Lines from the one containing "Target: black trousers" through the last line of the data are to be repeated word for word, both ends included.

:: Supplied material ::

· · · · · · ·

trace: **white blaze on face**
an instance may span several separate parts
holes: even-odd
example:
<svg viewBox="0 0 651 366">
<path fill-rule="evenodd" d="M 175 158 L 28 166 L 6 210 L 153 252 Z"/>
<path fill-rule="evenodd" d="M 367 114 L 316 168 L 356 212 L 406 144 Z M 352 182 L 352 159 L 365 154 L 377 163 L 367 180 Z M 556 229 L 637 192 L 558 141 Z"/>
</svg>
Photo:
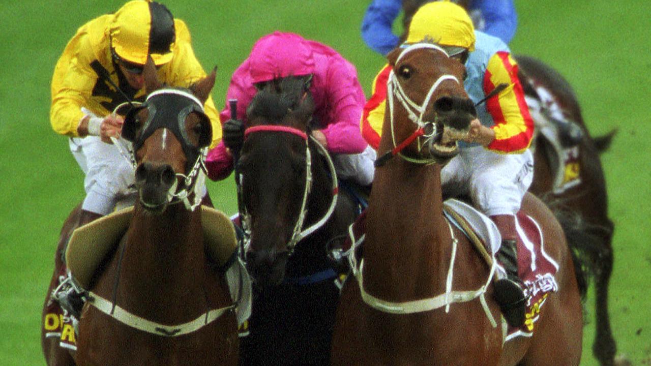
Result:
<svg viewBox="0 0 651 366">
<path fill-rule="evenodd" d="M 163 138 L 161 139 L 163 141 L 161 143 L 161 148 L 165 150 L 165 147 L 167 146 L 167 129 L 163 129 Z"/>
</svg>

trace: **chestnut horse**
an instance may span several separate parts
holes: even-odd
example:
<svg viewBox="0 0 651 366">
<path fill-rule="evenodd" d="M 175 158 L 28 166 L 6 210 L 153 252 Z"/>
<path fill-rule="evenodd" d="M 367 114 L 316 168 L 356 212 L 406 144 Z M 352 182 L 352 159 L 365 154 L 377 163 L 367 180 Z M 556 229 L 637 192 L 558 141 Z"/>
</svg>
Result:
<svg viewBox="0 0 651 366">
<path fill-rule="evenodd" d="M 430 44 L 396 49 L 388 58 L 395 73 L 389 82 L 399 95 L 389 92 L 395 103 L 387 100 L 379 156 L 404 149 L 402 158 L 376 171 L 363 254 L 337 311 L 333 365 L 578 365 L 581 294 L 572 252 L 551 211 L 531 195 L 522 203 L 560 265 L 559 291 L 547 298 L 531 337 L 505 344 L 504 330 L 492 322 L 500 318 L 493 272 L 443 216 L 441 169 L 458 150 L 436 132 L 467 133 L 475 118 L 460 81 L 463 65 Z M 410 119 L 406 106 L 420 117 Z M 414 141 L 424 130 L 434 139 Z"/>
<path fill-rule="evenodd" d="M 403 29 L 421 5 L 432 0 L 403 0 Z M 469 1 L 455 1 L 467 9 Z M 403 37 L 404 35 L 403 35 Z M 613 271 L 613 232 L 614 225 L 608 216 L 608 200 L 605 178 L 599 154 L 608 148 L 615 135 L 613 131 L 603 136 L 591 137 L 586 128 L 581 107 L 572 86 L 561 74 L 540 60 L 519 55 L 514 56 L 519 68 L 518 77 L 527 96 L 538 99 L 536 89 L 544 88 L 558 104 L 566 118 L 583 130 L 583 137 L 575 147 L 580 179 L 567 189 L 559 190 L 555 184 L 559 170 L 566 168 L 559 162 L 552 143 L 544 135 L 536 134 L 531 144 L 534 152 L 534 179 L 529 191 L 548 204 L 564 211 L 577 212 L 583 227 L 581 240 L 569 240 L 570 245 L 579 245 L 572 249 L 581 255 L 587 270 L 594 278 L 596 333 L 592 352 L 602 366 L 613 365 L 616 345 L 611 330 L 608 313 L 608 287 Z M 536 131 L 541 122 L 533 113 Z M 566 234 L 568 234 L 566 232 Z"/>
<path fill-rule="evenodd" d="M 236 175 L 247 268 L 253 279 L 243 365 L 329 365 L 339 290 L 326 250 L 345 234 L 356 203 L 310 137 L 309 81 L 286 77 L 247 109 Z"/>
<path fill-rule="evenodd" d="M 68 353 L 58 339 L 44 337 L 49 365 L 238 364 L 236 305 L 224 268 L 207 249 L 207 209 L 200 206 L 203 159 L 212 133 L 203 105 L 215 72 L 194 85 L 194 94 L 163 87 L 150 59 L 145 77 L 146 102 L 130 112 L 122 134 L 133 143 L 139 199 L 122 239 L 84 287 L 89 298 L 79 320 L 76 351 Z M 62 231 L 59 253 L 75 223 L 74 212 Z M 230 239 L 234 253 L 232 224 L 225 217 L 221 223 L 230 230 L 225 240 Z M 73 239 L 87 227 L 75 231 Z M 73 241 L 66 257 L 75 274 Z M 57 264 L 62 264 L 59 255 Z"/>
</svg>

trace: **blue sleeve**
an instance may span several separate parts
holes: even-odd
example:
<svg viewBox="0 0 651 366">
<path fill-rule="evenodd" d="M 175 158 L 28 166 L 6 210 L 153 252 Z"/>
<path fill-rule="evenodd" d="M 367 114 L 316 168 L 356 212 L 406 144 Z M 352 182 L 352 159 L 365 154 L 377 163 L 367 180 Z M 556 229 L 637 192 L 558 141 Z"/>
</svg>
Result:
<svg viewBox="0 0 651 366">
<path fill-rule="evenodd" d="M 368 47 L 386 55 L 398 46 L 400 38 L 391 29 L 402 8 L 400 0 L 373 0 L 362 21 L 362 39 Z"/>
<path fill-rule="evenodd" d="M 478 8 L 485 26 L 482 31 L 508 44 L 516 34 L 518 16 L 513 0 L 479 0 L 473 4 Z"/>
</svg>

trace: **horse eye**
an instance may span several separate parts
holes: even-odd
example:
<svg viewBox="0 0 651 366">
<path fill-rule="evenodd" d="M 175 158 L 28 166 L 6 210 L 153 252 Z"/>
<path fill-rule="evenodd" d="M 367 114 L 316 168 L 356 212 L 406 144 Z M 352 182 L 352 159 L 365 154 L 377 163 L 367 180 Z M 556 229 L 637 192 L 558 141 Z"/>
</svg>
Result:
<svg viewBox="0 0 651 366">
<path fill-rule="evenodd" d="M 398 70 L 398 73 L 400 76 L 405 79 L 409 79 L 411 77 L 411 69 L 408 66 L 401 66 L 400 69 Z"/>
</svg>

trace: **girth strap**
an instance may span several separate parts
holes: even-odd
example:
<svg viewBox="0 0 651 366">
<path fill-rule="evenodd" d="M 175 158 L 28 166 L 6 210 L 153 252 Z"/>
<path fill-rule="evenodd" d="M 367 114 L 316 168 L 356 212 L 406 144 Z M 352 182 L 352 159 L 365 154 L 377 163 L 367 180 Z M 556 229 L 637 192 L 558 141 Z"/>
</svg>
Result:
<svg viewBox="0 0 651 366">
<path fill-rule="evenodd" d="M 114 304 L 112 302 L 98 296 L 94 292 L 90 292 L 90 298 L 89 300 L 89 303 L 104 314 L 138 330 L 163 337 L 178 337 L 197 331 L 204 326 L 218 319 L 226 313 L 233 311 L 236 307 L 236 305 L 233 304 L 225 307 L 215 309 L 201 315 L 196 319 L 187 323 L 167 326 L 148 320 L 147 319 L 132 314 L 117 305 L 115 305 L 114 307 Z"/>
</svg>

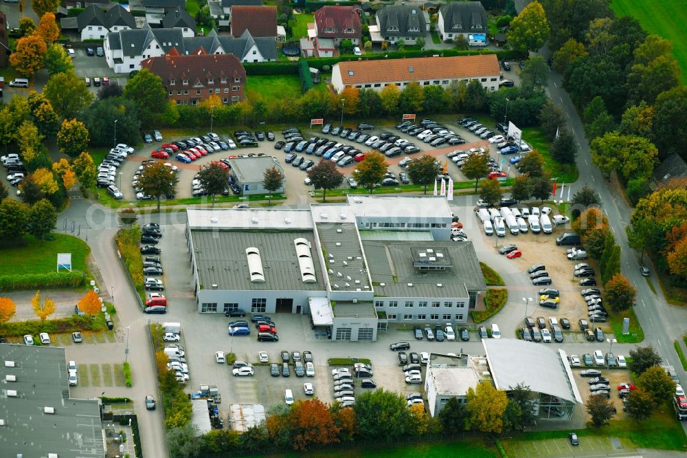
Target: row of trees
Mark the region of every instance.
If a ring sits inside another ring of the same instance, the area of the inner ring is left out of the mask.
[[[289,407],[273,406],[267,421],[239,436],[235,431],[212,431],[197,435],[189,424],[168,430],[172,455],[191,457],[210,452],[240,450],[252,453],[349,442],[356,439],[397,441],[407,436],[452,435],[474,430],[501,434],[522,430],[535,424],[536,400],[528,386],[517,385],[507,393],[488,382],[469,389],[466,404],[450,399],[437,417],[430,417],[423,404],[408,407],[405,398],[378,389],[361,394],[350,408],[317,398],[297,401]]]

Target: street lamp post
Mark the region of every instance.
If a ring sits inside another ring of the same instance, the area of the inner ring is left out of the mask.
[[[126,327],[126,348],[124,349],[124,362],[128,360],[128,331],[131,330],[131,326]]]
[[[532,302],[532,298],[523,297],[522,298],[522,301],[525,303],[525,318],[527,318],[527,306],[530,305],[530,302]]]
[[[613,344],[614,344],[616,342],[618,342],[618,340],[617,339],[606,339],[606,342],[607,342],[609,344],[611,344],[611,348],[609,348],[608,349],[608,352],[610,353],[613,353]],[[606,369],[608,369],[608,367],[609,367],[609,364],[610,364],[610,361],[607,358],[606,358]]]

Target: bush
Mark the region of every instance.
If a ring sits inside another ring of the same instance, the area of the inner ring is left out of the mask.
[[[486,310],[473,312],[473,320],[475,323],[486,321],[497,314],[508,300],[508,290],[487,290],[484,296]]]
[[[129,363],[125,362],[124,364],[124,384],[126,384],[129,388],[131,387],[131,367]]]

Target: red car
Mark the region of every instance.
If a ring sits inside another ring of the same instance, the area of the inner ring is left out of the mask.
[[[497,171],[494,171],[494,172],[491,172],[491,173],[489,173],[489,175],[488,175],[488,176],[487,177],[489,179],[493,179],[495,178],[503,178],[503,177],[507,177],[507,176],[508,176],[508,173],[506,173],[506,172],[497,172]]]

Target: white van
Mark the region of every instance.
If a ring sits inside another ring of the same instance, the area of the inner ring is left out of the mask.
[[[28,87],[29,80],[25,78],[15,78],[10,81],[10,87]]]
[[[489,215],[489,212],[486,210],[486,208],[480,208],[475,214],[477,215],[477,217],[480,219],[482,222],[490,221],[491,217]]]
[[[515,217],[513,215],[508,215],[506,217],[506,225],[508,226],[508,230],[513,235],[517,235],[518,232],[520,232],[520,228],[517,225],[517,221],[515,221]]]
[[[530,223],[530,230],[534,234],[539,234],[541,229],[539,228],[539,219],[537,217],[537,215],[530,215],[527,221]]]
[[[496,235],[499,237],[506,236],[506,225],[503,218],[499,217],[494,219],[494,226],[496,226]]]
[[[544,234],[550,234],[553,232],[553,228],[551,226],[551,220],[549,219],[548,215],[541,214],[539,217],[539,223],[541,224],[541,230]]]
[[[494,233],[494,227],[491,224],[491,221],[488,219],[484,221],[484,233],[487,235],[491,235]]]

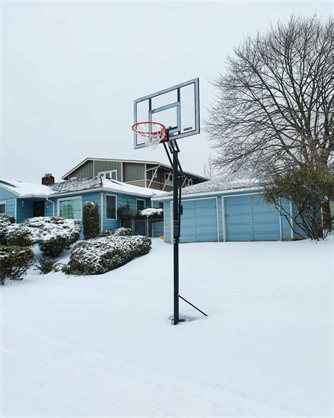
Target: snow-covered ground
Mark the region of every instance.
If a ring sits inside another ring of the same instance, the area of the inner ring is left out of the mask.
[[[172,246],[1,294],[4,417],[331,417],[333,239]]]

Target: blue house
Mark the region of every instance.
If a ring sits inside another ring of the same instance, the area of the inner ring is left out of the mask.
[[[103,231],[120,227],[119,206],[128,203],[133,211],[142,210],[151,207],[151,197],[163,193],[101,176],[54,184],[49,177],[43,178],[44,184],[0,179],[0,213],[13,216],[18,223],[34,216],[81,220],[85,203],[94,201]]]
[[[164,239],[173,241],[173,192],[152,198],[163,201]],[[284,209],[295,210],[291,202]],[[287,219],[266,203],[263,189],[247,172],[185,187],[180,242],[279,241],[296,238]]]

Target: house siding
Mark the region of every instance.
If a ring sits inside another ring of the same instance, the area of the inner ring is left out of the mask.
[[[145,179],[145,165],[132,163],[132,162],[123,162],[123,181],[128,182],[131,181],[132,184],[138,186],[137,184],[134,181],[137,180],[144,181]]]
[[[99,161],[95,160],[94,162],[94,175],[97,176],[101,172],[107,172],[110,170],[117,170],[117,179],[121,181],[121,163],[118,161]]]
[[[229,193],[227,191],[210,196],[200,196],[198,198],[183,197],[182,203],[185,210],[184,215],[181,216],[181,241],[190,242],[202,239],[206,241],[214,239],[215,213],[212,212],[213,206],[209,205],[209,201],[207,205],[205,203],[206,199],[212,198],[216,198],[216,227],[220,241],[223,241],[224,238],[226,241],[278,241],[281,237],[284,240],[292,239],[291,228],[287,220],[283,216],[281,216],[280,220],[278,210],[273,205],[268,205],[264,201],[263,193],[256,191],[245,191],[235,193]],[[194,222],[190,218],[187,219],[187,215],[190,217],[197,217],[197,211],[200,211],[201,209],[197,209],[197,204],[194,202],[201,201],[203,201],[203,208],[207,205],[206,213],[202,210],[198,222],[196,220]],[[166,242],[171,242],[172,201],[171,199],[164,201],[164,236]],[[189,205],[187,202],[190,203]],[[283,204],[283,208],[288,210],[290,202],[285,201]],[[184,234],[183,237],[183,230],[184,231],[185,228],[187,236],[185,237]],[[205,232],[206,229],[207,237]]]
[[[86,161],[82,165],[77,168],[69,176],[66,177],[66,180],[70,180],[72,177],[77,177],[77,179],[85,179],[87,177],[92,177],[94,176],[93,171],[93,162],[89,160]]]
[[[0,186],[0,202],[6,203],[6,215],[16,217],[16,201],[17,196]]]

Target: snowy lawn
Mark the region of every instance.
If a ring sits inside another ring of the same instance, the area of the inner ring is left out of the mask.
[[[333,239],[172,246],[0,289],[4,417],[331,417]]]

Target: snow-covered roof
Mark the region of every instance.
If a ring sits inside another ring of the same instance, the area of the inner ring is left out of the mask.
[[[0,179],[0,186],[3,186],[5,189],[15,193],[20,197],[46,197],[57,195],[58,193],[68,193],[94,189],[144,197],[151,197],[159,194],[164,194],[164,192],[160,190],[140,187],[139,186],[122,183],[116,180],[111,180],[111,179],[106,179],[101,176],[61,181],[60,183],[56,183],[53,186],[44,186],[42,184],[27,183],[18,180],[6,180],[2,179]]]
[[[19,180],[6,180],[0,179],[0,186],[4,187],[9,191],[14,193],[18,196],[47,196],[52,193],[49,186],[36,184],[35,183],[27,183]]]
[[[227,174],[208,181],[184,187],[182,189],[182,194],[211,194],[216,191],[223,192],[229,190],[259,189],[259,180],[255,178],[253,173],[240,170],[232,174]],[[170,191],[160,195],[159,198],[168,198],[172,196],[173,191]],[[159,199],[156,197],[154,200]]]

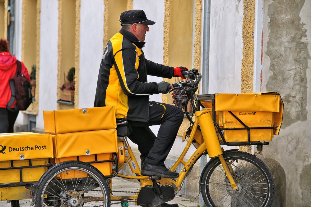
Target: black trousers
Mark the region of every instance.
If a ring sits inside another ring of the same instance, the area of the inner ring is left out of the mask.
[[[19,111],[11,111],[0,108],[0,133],[14,132],[14,123]]]
[[[142,164],[144,160],[157,166],[164,165],[183,119],[183,112],[178,107],[150,101],[147,122],[128,120],[132,132],[128,137],[138,145]],[[156,136],[149,127],[160,125]]]

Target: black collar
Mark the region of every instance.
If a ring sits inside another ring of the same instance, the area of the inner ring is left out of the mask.
[[[134,43],[134,44],[136,45],[140,49],[142,48],[142,47],[144,47],[144,45],[146,43],[144,42],[139,41],[137,38],[132,33],[124,29],[123,28],[121,28],[121,29],[119,31],[119,32],[121,33],[123,36],[132,42]]]

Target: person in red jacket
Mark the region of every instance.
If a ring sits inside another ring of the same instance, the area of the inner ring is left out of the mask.
[[[9,43],[0,39],[0,133],[13,132],[13,127],[19,111],[15,109],[15,102],[9,109],[7,104],[11,97],[11,88],[9,82],[15,75],[16,57],[10,53]],[[21,62],[21,73],[30,81],[27,69]]]

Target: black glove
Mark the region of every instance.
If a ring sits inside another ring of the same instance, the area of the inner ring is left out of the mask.
[[[156,83],[159,88],[158,93],[161,93],[163,94],[166,94],[171,89],[171,85],[167,82],[162,81],[160,83]]]

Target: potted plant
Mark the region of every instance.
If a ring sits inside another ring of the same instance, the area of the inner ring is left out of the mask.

· · · · · · ·

:: Written solution ::
Target: black trousers
Mark the region of every instance.
If a ring sits inside another ring of the same instance, the area of the inner ring is left out of the mask.
[[[19,111],[11,111],[0,108],[0,133],[14,132],[14,123]]]
[[[142,164],[144,160],[157,166],[164,165],[183,119],[183,112],[178,107],[150,101],[147,122],[128,120],[132,132],[128,137],[138,145]],[[156,136],[149,127],[160,125]]]

Target: black collar
Mark the region of every instance.
If a ring sits inside another ring of the same instance, the area of the inner ring is left out of the mask.
[[[134,43],[134,44],[136,45],[140,49],[142,48],[142,47],[144,47],[144,45],[146,43],[144,42],[139,41],[137,38],[132,33],[124,29],[123,28],[121,28],[121,29],[119,31],[119,32],[121,33],[123,36],[132,42]]]

Target: person in red jacket
Mark the region of every instance.
If a ring sits inside another ring of the same instance, the area of the inner ring is left out of the mask.
[[[9,43],[0,39],[0,133],[13,132],[13,127],[19,111],[15,109],[15,102],[9,109],[7,104],[11,97],[11,88],[9,82],[15,75],[16,57],[10,53]],[[21,62],[21,73],[30,81],[27,69]]]

Target: black glove
Mark the region of every instance.
If a ring sits inside another ring of the same instance, the area of the inner ring is left out of the mask.
[[[156,83],[159,88],[158,93],[161,93],[163,94],[166,94],[171,89],[171,85],[167,82],[162,81],[160,83]]]

Target: potted plant
Mark the region of every instance.
If a ring sits inside another ring of the same instance, the area of the inner ring is left out of the mask.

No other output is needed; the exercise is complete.